Task goal
Rewrite the lines below as a Markdown table with two columns, Row and Line: number each row and put the line beside it, leaving out any blank lines.

[Point annotation dataset records]
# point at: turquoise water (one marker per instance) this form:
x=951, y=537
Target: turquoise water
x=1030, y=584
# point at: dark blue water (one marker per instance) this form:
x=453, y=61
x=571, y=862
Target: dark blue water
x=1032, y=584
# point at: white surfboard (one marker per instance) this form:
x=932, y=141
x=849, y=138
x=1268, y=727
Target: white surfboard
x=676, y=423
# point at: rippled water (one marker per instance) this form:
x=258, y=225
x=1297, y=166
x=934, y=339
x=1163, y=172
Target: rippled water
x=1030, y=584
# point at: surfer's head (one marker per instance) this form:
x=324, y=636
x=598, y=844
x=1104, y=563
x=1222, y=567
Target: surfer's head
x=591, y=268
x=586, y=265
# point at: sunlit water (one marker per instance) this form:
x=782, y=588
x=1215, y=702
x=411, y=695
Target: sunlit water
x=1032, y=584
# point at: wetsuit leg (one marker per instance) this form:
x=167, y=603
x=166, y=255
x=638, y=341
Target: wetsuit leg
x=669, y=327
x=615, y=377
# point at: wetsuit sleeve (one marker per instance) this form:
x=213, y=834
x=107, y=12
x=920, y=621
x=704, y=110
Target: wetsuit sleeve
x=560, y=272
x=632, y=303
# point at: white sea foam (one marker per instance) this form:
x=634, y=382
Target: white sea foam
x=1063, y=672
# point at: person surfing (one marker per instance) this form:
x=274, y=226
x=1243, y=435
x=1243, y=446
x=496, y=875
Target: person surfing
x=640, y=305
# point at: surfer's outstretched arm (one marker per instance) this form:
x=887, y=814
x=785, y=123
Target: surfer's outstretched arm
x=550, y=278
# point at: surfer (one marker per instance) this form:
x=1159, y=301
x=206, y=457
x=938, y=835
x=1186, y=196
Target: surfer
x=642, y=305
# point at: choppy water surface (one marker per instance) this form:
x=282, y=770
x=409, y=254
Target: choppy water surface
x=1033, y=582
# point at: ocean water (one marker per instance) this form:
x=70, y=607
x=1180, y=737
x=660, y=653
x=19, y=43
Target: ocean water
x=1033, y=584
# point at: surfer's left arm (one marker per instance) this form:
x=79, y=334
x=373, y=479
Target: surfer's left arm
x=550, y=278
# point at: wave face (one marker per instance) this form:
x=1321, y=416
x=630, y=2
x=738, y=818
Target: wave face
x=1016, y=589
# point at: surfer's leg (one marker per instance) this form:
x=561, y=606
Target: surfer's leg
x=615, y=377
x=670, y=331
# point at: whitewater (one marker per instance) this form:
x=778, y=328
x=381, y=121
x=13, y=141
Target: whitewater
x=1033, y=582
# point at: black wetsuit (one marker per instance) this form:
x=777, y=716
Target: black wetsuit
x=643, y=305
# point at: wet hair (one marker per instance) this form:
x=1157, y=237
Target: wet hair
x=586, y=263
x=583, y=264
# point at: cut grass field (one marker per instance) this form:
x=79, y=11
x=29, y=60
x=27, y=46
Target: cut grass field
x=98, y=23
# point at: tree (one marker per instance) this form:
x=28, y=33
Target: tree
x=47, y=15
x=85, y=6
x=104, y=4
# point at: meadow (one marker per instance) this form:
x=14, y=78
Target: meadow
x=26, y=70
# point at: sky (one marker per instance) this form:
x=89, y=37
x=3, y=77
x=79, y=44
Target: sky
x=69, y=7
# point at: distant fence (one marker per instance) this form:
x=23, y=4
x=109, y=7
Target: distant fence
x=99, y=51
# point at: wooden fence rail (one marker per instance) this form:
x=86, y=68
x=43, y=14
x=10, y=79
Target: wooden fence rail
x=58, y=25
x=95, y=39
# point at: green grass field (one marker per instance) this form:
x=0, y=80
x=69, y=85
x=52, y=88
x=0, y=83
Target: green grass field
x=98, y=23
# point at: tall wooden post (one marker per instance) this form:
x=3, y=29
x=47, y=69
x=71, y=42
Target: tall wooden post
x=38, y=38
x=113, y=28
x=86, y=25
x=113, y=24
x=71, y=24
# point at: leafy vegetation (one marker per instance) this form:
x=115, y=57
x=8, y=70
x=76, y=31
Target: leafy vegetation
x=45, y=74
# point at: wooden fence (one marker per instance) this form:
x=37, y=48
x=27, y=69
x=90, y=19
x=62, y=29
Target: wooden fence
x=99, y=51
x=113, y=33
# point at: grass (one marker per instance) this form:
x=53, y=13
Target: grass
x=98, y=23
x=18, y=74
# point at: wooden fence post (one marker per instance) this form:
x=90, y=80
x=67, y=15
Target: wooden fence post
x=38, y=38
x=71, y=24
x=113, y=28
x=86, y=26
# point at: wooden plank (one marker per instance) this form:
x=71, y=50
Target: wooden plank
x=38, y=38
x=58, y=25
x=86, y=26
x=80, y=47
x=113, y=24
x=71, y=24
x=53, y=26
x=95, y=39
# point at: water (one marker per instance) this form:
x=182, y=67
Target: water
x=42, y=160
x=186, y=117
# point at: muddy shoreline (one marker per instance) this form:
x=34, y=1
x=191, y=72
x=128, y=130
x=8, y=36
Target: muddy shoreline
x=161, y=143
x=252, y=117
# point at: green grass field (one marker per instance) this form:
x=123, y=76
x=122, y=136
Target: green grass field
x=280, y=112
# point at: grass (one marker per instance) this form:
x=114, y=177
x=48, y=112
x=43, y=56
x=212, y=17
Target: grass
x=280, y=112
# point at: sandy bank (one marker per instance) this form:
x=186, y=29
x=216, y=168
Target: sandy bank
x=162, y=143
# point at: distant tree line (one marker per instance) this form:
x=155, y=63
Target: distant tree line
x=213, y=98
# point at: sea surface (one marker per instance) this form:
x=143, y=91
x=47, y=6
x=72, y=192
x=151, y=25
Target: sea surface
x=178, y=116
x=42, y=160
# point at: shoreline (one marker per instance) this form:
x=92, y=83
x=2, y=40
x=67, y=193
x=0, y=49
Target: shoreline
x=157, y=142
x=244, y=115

Output of the task
| Row | Line |
|---|---|
| 1 | # point at: turquoise water (one marker per instance) this form: |
| 2 | x=951, y=537 |
| 3 | Target: turquoise water |
| 4 | x=1030, y=584 |
| 5 | # point at: dark blue water (one marker per instance) this form: |
| 6 | x=453, y=61 |
| 7 | x=571, y=862 |
| 8 | Target: dark blue water |
| 9 | x=1032, y=584 |
| 10 | # point at: white surfboard (one marker per instance) this form: |
| 11 | x=932, y=141 |
| 12 | x=849, y=138 |
| 13 | x=1268, y=727 |
| 14 | Target: white surfboard |
| 15 | x=676, y=423 |
| 16 | # point at: rippled water (one marker per instance) this form: |
| 17 | x=258, y=225 |
| 18 | x=1297, y=166 |
| 19 | x=934, y=339 |
| 20 | x=1163, y=172 |
| 21 | Target: rippled water |
| 22 | x=1030, y=584 |
| 23 | # point at: surfer's head (one marker per instance) this form: |
| 24 | x=324, y=636 |
| 25 | x=598, y=844 |
| 26 | x=1104, y=563 |
| 27 | x=1222, y=567 |
| 28 | Target: surfer's head |
| 29 | x=591, y=268 |
| 30 | x=586, y=265 |
| 31 | # point at: sunlit water (one marker per instance) this form: |
| 32 | x=782, y=588 |
| 33 | x=1215, y=702 |
| 34 | x=411, y=695 |
| 35 | Target: sunlit water |
| 36 | x=1032, y=584 |
| 37 | # point at: wetsuit leg (one marker per instance) this form: |
| 38 | x=167, y=603 |
| 39 | x=166, y=255 |
| 40 | x=638, y=341 |
| 41 | Target: wetsuit leg |
| 42 | x=669, y=327 |
| 43 | x=615, y=377 |
| 44 | # point at: wetsuit sleeve (one marker per instance) this form: |
| 45 | x=213, y=834 |
| 46 | x=107, y=12 |
| 47 | x=920, y=621 |
| 48 | x=704, y=110 |
| 49 | Target: wetsuit sleeve |
| 50 | x=560, y=272 |
| 51 | x=632, y=303 |
| 52 | # point at: white sea foam (one marker per instance) this form: |
| 53 | x=634, y=382 |
| 54 | Target: white sea foam |
| 55 | x=1063, y=672 |
| 56 | # point at: person surfing (one marker per instance) this form: |
| 57 | x=274, y=226 |
| 58 | x=1243, y=435 |
| 59 | x=1243, y=446 |
| 60 | x=496, y=875 |
| 61 | Target: person surfing |
| 62 | x=640, y=305 |
| 63 | # point at: surfer's outstretched arm (one marker per instance) this form: |
| 64 | x=887, y=814 |
| 65 | x=785, y=123 |
| 66 | Target: surfer's outstretched arm |
| 67 | x=550, y=278 |
| 68 | # point at: surfer (one marker per instance) this form: |
| 69 | x=1159, y=301 |
| 70 | x=206, y=457 |
| 71 | x=938, y=835 |
| 72 | x=1186, y=196 |
| 73 | Target: surfer |
| 74 | x=642, y=305 |
| 75 | # point at: choppy water surface (one marker per instance) this form: |
| 76 | x=282, y=770 |
| 77 | x=409, y=254 |
| 78 | Target: choppy water surface |
| 79 | x=1033, y=582 |
| 80 | # point at: ocean water (one marker per instance) this form: |
| 81 | x=70, y=607 |
| 82 | x=1180, y=737 |
| 83 | x=660, y=653 |
| 84 | x=19, y=43 |
| 85 | Target: ocean water |
| 86 | x=1033, y=584 |
| 87 | # point at: surfer's left arm (one marker per instance) this form: |
| 88 | x=79, y=334 |
| 89 | x=373, y=479 |
| 90 | Target: surfer's left arm |
| 91 | x=550, y=278 |
| 92 | # point at: wave face (one marker per instance) this form: |
| 93 | x=1321, y=416 |
| 94 | x=630, y=2 |
| 95 | x=738, y=818 |
| 96 | Target: wave face |
| 97 | x=1016, y=589 |
| 98 | # point at: surfer's leg (one marker per instance) this form: |
| 99 | x=561, y=606 |
| 100 | Target: surfer's leg |
| 101 | x=615, y=377 |
| 102 | x=670, y=331 |
| 103 | # point at: whitewater (one marker per instance) this form: |
| 104 | x=778, y=328 |
| 105 | x=381, y=121 |
| 106 | x=13, y=141 |
| 107 | Target: whitewater |
| 108 | x=1033, y=582 |
| 109 | # point at: black wetsuit (one marker per instance) this form: |
| 110 | x=777, y=716 |
| 111 | Target: black wetsuit |
| 112 | x=643, y=305 |
| 113 | # point at: wet hair (one marker per instance) this form: |
| 114 | x=1157, y=237 |
| 115 | Target: wet hair |
| 116 | x=586, y=263 |
| 117 | x=583, y=264 |
| 118 | # point at: cut grass field (one marker per instance) this form: |
| 119 | x=79, y=11 |
| 120 | x=29, y=60 |
| 121 | x=27, y=46 |
| 122 | Target: cut grass field |
| 123 | x=98, y=23 |
| 124 | # point at: tree (one marker per instance) this form: |
| 125 | x=28, y=33 |
| 126 | Target: tree |
| 127 | x=47, y=15 |
| 128 | x=85, y=6 |
| 129 | x=104, y=4 |
| 130 | # point at: meadow (one marker per instance) this form: |
| 131 | x=14, y=78 |
| 132 | Target: meadow |
| 133 | x=26, y=70 |
| 134 | # point at: sky (one marker per instance) this form: |
| 135 | x=89, y=37 |
| 136 | x=3, y=77 |
| 137 | x=79, y=44 |
| 138 | Target: sky |
| 139 | x=69, y=7 |
| 140 | # point at: distant fence (one marker per instance) this form: |
| 141 | x=23, y=4 |
| 142 | x=109, y=7 |
| 143 | Target: distant fence |
| 144 | x=99, y=51 |
| 145 | # point at: wooden fence rail (one marker per instance) this form: |
| 146 | x=86, y=68 |
| 147 | x=43, y=14 |
| 148 | x=10, y=79 |
| 149 | Target: wooden fence rail |
| 150 | x=58, y=25 |
| 151 | x=95, y=39 |
| 152 | # point at: green grass field (one marker per instance) this form: |
| 153 | x=0, y=80 |
| 154 | x=69, y=85 |
| 155 | x=52, y=88 |
| 156 | x=0, y=83 |
| 157 | Target: green grass field |
| 158 | x=98, y=23 |
| 159 | # point at: tall wooden post (one marker per instance) this form: |
| 160 | x=3, y=29 |
| 161 | x=47, y=69 |
| 162 | x=71, y=42 |
| 163 | Target: tall wooden post |
| 164 | x=38, y=38 |
| 165 | x=113, y=28 |
| 166 | x=86, y=25 |
| 167 | x=113, y=24 |
| 168 | x=71, y=24 |
| 169 | # point at: leafy vegetation (one marker per instance) this form: |
| 170 | x=115, y=57 |
| 171 | x=8, y=70 |
| 172 | x=76, y=31 |
| 173 | Target: leafy vegetation |
| 174 | x=45, y=74 |
| 175 | # point at: wooden fence (one marker per instance) this form: |
| 176 | x=37, y=48 |
| 177 | x=27, y=69 |
| 178 | x=90, y=19 |
| 179 | x=62, y=29 |
| 180 | Target: wooden fence |
| 181 | x=99, y=51 |
| 182 | x=113, y=33 |
| 183 | # point at: grass (one marker per instance) this form: |
| 184 | x=53, y=13 |
| 185 | Target: grass |
| 186 | x=98, y=23 |
| 187 | x=18, y=74 |
| 188 | # point at: wooden fence post (one marker per instance) this form: |
| 189 | x=90, y=80 |
| 190 | x=67, y=15 |
| 191 | Target: wooden fence post |
| 192 | x=38, y=38 |
| 193 | x=71, y=24 |
| 194 | x=113, y=28 |
| 195 | x=86, y=26 |
| 196 | # point at: wooden plank (one marker per instance) this form: |
| 197 | x=71, y=50 |
| 198 | Target: wooden plank |
| 199 | x=38, y=38 |
| 200 | x=58, y=25 |
| 201 | x=86, y=26 |
| 202 | x=80, y=47 |
| 203 | x=113, y=24 |
| 204 | x=71, y=24 |
| 205 | x=53, y=26 |
| 206 | x=95, y=39 |
| 207 | # point at: water (one marker per instance) this form: |
| 208 | x=182, y=67 |
| 209 | Target: water |
| 210 | x=42, y=160 |
| 211 | x=186, y=117 |
| 212 | # point at: muddy shoreline (one marker per instance) this form: |
| 213 | x=34, y=1 |
| 214 | x=191, y=72 |
| 215 | x=128, y=130 |
| 216 | x=8, y=36 |
| 217 | Target: muddy shoreline |
| 218 | x=161, y=143 |
| 219 | x=252, y=117 |
| 220 | # point at: green grass field (one marker per instance) this form: |
| 221 | x=123, y=76 |
| 222 | x=122, y=136 |
| 223 | Target: green grass field |
| 224 | x=280, y=112 |
| 225 | # point at: grass (one marker per instance) this form: |
| 226 | x=114, y=177 |
| 227 | x=48, y=112 |
| 228 | x=43, y=56 |
| 229 | x=212, y=17 |
| 230 | Target: grass |
| 231 | x=280, y=112 |
| 232 | # point at: sandy bank (one marker per instance) this form: |
| 233 | x=186, y=29 |
| 234 | x=216, y=168 |
| 235 | Target: sandy bank |
| 236 | x=162, y=143 |
| 237 | # point at: distant tree line (one marker per instance) this form: |
| 238 | x=155, y=63 |
| 239 | Target: distant tree line |
| 240 | x=213, y=98 |
| 241 | # point at: sea surface (one marker per instance) this form: |
| 242 | x=143, y=91 |
| 243 | x=47, y=6 |
| 244 | x=72, y=192 |
| 245 | x=151, y=25 |
| 246 | Target: sea surface |
| 247 | x=178, y=116 |
| 248 | x=42, y=160 |
| 249 | # point at: shoreline (one marker per instance) this form: |
| 250 | x=92, y=83 |
| 251 | x=2, y=40 |
| 252 | x=67, y=193 |
| 253 | x=0, y=49 |
| 254 | Target: shoreline |
| 255 | x=157, y=142 |
| 256 | x=244, y=115 |